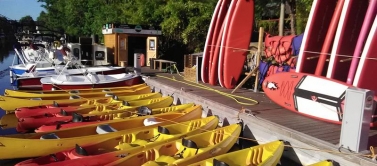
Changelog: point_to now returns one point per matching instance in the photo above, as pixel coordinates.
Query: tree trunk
(290, 6)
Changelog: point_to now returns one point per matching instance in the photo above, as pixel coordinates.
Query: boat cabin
(124, 40)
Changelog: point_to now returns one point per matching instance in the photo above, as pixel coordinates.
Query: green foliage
(184, 23)
(28, 22)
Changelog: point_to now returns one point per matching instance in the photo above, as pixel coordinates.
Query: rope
(197, 85)
(312, 52)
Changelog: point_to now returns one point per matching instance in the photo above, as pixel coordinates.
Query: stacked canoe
(119, 126)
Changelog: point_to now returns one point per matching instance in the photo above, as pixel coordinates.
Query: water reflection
(5, 51)
(6, 58)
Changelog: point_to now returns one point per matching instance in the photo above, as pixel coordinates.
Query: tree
(28, 23)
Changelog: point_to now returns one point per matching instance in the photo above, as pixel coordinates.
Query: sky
(16, 9)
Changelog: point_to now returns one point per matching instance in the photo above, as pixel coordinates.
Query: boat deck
(279, 122)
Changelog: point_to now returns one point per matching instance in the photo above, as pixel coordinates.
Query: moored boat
(186, 151)
(39, 144)
(113, 148)
(126, 92)
(32, 79)
(38, 94)
(50, 122)
(89, 81)
(268, 154)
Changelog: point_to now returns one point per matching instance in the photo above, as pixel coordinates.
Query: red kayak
(25, 112)
(43, 111)
(54, 122)
(76, 157)
(78, 120)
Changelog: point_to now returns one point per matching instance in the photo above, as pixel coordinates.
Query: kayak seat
(63, 112)
(143, 110)
(163, 130)
(77, 117)
(219, 163)
(150, 121)
(125, 103)
(190, 149)
(138, 142)
(81, 151)
(74, 91)
(49, 136)
(105, 128)
(74, 97)
(115, 97)
(109, 95)
(55, 104)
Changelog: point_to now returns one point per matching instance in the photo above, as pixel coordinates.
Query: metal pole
(281, 20)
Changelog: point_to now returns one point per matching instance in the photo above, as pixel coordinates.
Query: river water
(6, 59)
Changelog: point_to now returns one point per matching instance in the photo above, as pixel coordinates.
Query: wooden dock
(308, 140)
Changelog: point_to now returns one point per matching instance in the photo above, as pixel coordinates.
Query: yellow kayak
(97, 106)
(127, 112)
(41, 144)
(262, 155)
(187, 150)
(9, 104)
(140, 90)
(126, 144)
(323, 163)
(31, 94)
(119, 107)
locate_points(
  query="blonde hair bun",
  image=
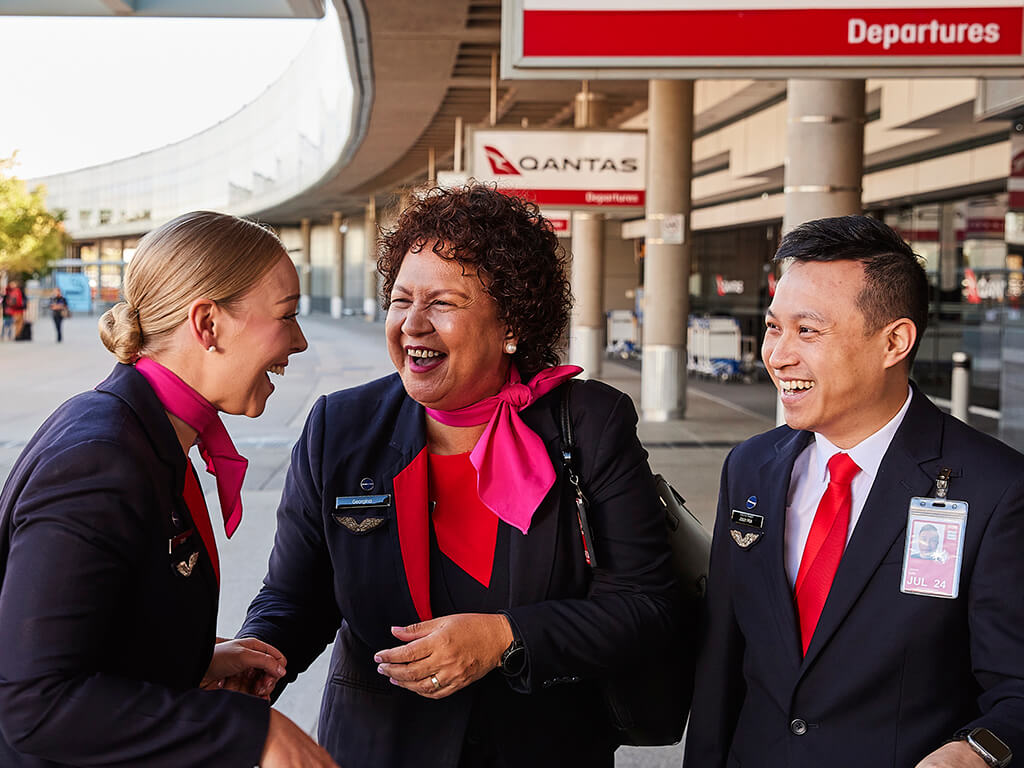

※

THE REQUEST — Count the lines in the material above that contain the word "kayak", and reply with only that number.

ANSWER TO THE TASK — 3